### The problem
Give back the records that follow exactly, images excluded.
—————
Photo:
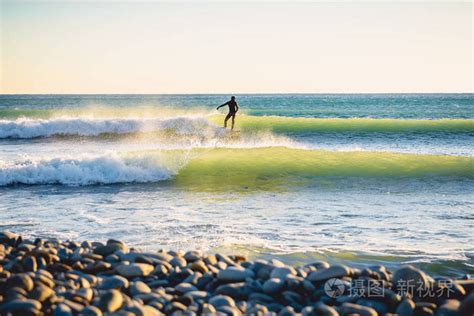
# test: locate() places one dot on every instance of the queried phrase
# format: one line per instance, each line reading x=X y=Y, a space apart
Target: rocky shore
x=53 y=277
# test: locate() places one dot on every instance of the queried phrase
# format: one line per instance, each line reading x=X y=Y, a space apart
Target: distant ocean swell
x=25 y=128
x=208 y=169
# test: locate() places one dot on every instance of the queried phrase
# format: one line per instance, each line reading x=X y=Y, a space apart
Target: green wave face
x=272 y=167
x=297 y=125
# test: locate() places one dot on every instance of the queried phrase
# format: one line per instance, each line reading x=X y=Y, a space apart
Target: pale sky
x=230 y=47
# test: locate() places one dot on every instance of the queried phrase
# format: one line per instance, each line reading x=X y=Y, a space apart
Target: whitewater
x=343 y=177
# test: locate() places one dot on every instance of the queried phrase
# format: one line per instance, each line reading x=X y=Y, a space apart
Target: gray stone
x=91 y=311
x=86 y=294
x=282 y=272
x=17 y=307
x=234 y=274
x=110 y=301
x=41 y=293
x=230 y=311
x=449 y=308
x=21 y=280
x=406 y=308
x=139 y=287
x=178 y=262
x=379 y=306
x=185 y=287
x=318 y=265
x=208 y=309
x=287 y=311
x=62 y=310
x=134 y=270
x=349 y=308
x=467 y=305
x=322 y=309
x=336 y=271
x=221 y=300
x=273 y=286
x=115 y=282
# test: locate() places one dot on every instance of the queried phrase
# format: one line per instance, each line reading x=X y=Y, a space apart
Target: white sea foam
x=32 y=128
x=87 y=170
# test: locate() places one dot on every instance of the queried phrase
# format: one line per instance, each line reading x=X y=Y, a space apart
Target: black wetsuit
x=233 y=108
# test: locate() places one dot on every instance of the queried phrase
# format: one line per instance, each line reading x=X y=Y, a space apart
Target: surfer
x=233 y=108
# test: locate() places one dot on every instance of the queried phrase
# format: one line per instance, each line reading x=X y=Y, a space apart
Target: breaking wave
x=208 y=169
x=33 y=128
x=26 y=128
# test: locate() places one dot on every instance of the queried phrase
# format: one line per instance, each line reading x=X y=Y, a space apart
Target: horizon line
x=231 y=93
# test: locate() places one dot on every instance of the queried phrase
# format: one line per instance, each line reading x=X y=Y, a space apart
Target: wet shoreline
x=54 y=277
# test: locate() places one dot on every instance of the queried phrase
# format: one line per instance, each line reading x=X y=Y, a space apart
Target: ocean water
x=360 y=179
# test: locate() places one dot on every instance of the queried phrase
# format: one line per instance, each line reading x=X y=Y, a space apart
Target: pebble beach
x=54 y=277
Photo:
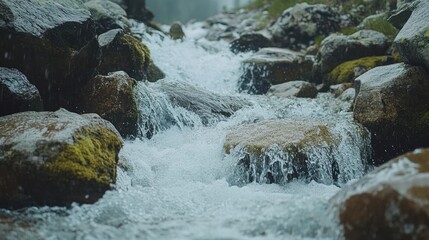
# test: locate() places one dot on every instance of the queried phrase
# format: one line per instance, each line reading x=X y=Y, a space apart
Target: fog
x=167 y=11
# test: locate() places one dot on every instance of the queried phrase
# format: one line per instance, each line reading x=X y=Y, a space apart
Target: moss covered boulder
x=56 y=158
x=337 y=49
x=17 y=94
x=270 y=66
x=412 y=42
x=392 y=202
x=393 y=103
x=124 y=52
x=113 y=97
x=348 y=71
x=278 y=151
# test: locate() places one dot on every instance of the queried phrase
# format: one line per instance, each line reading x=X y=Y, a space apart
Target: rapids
x=177 y=184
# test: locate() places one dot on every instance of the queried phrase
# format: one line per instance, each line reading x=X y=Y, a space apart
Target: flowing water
x=178 y=184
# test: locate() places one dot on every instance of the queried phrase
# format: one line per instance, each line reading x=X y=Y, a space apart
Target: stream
x=179 y=184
—————
### Task result
Photo:
# test: locate() places one dot on every instance of the queried phrase
# format: one line per instance, each line reading x=X y=Y, a space apart
Target: rocky shore
x=53 y=277
# test: locate() places one dot on every instance of the queried phrase
# format: one line per instance, each line reading x=X y=Y, a space apart
Target: distant ocean swell
x=25 y=128
x=208 y=169
# test: locate() places one dot on every instance of the queried phrase
# format: one line per instance, each line reading x=X y=Y, a space apart
Target: green wave face
x=272 y=167
x=297 y=125
# test: locate() places one dot on every instance of the queried phrase
# format: one line per instance, each line reading x=X y=Y, a space apart
Target: pale sky
x=230 y=47
# test: locate() places one dot on every instance of the queried phrase
# format: one line per instance, each line reading x=X y=Y, a space apart
Target: whitewater
x=343 y=177
# test: locate() places one dot on every instance of the queried phrase
# format: one line per instance, each line reading x=X y=Y, a space apart
Target: gray stone
x=91 y=311
x=86 y=294
x=282 y=272
x=17 y=307
x=234 y=274
x=110 y=301
x=41 y=293
x=230 y=311
x=449 y=308
x=21 y=280
x=406 y=308
x=139 y=287
x=178 y=262
x=379 y=306
x=185 y=287
x=318 y=265
x=208 y=309
x=287 y=311
x=62 y=310
x=134 y=270
x=349 y=308
x=467 y=305
x=322 y=309
x=336 y=271
x=221 y=300
x=273 y=286
x=115 y=282
# test: locate() places one dot on every instance of the queried phrase
# format: one line per instance, each line reading x=X y=Y, a space apart
Target: white sea foam
x=32 y=128
x=87 y=170
# test: locate() places one dot on every instance of the queried phrase
# format: one line per instance, each line reading x=X y=Y, a space apart
Target: black wetsuit
x=233 y=108
# test: locate() places one dot on every instance of the queried phrase
# format: one line per instance, each line reading x=X y=Y, a space apart
Target: surfer
x=233 y=108
# test: locate() places one dot on every instance of the queried phrase
# format: one line per instance, each line reading x=X y=Y, a space apart
Target: breaking wave
x=208 y=169
x=33 y=128
x=26 y=128
# test: locate() places one dot on every instance of the queried phrase
# format: one line per instance, each line reading x=X y=Y, a space apart
Target: horizon line
x=231 y=93
# test: locate() places one dot on every instance of the queried phrase
# format: one line per instance, each line reading x=X y=Y, a space apart
Target: wet shoreline
x=54 y=277
# test: locate() places one dot on every instance of the queried phrase
# format: one line per instance, each line reading x=X y=Y, a space apart
Target: ocean water
x=360 y=179
# test: locate() places one dot on every instance of the queried phrase
# format: one line per instance, each line reading x=X y=Y, a space apart
Target: pebble beach
x=54 y=277
Photo:
# test: locate() places one dot on every instance of the queried phrase
# format: one line per instance, each line reading x=X y=Y, a space apart
Target: fog
x=167 y=11
# test: locate() places one dot on every instance of the queried phrase
# format: one line per instance, each line reading x=X y=Y, a space apart
Target: moss covered boulder
x=56 y=158
x=337 y=49
x=17 y=94
x=270 y=66
x=412 y=42
x=392 y=202
x=393 y=103
x=124 y=52
x=113 y=97
x=348 y=71
x=278 y=151
# test: locate() places one dot on every instance of the queried phrase
# format: one line per instance, each line reading x=X y=Y, a space apart
Target: rapids
x=177 y=184
# test: locate() places one dot on every instance of the queried phrase
# format: one line per instance, each line reading x=X y=Y, a space apart
Target: flowing water
x=178 y=184
# test: locate() places one dot on every instance of the queried phrase
# format: one line per instance, each line reading x=X y=Y, a space apart
Target: stream
x=179 y=184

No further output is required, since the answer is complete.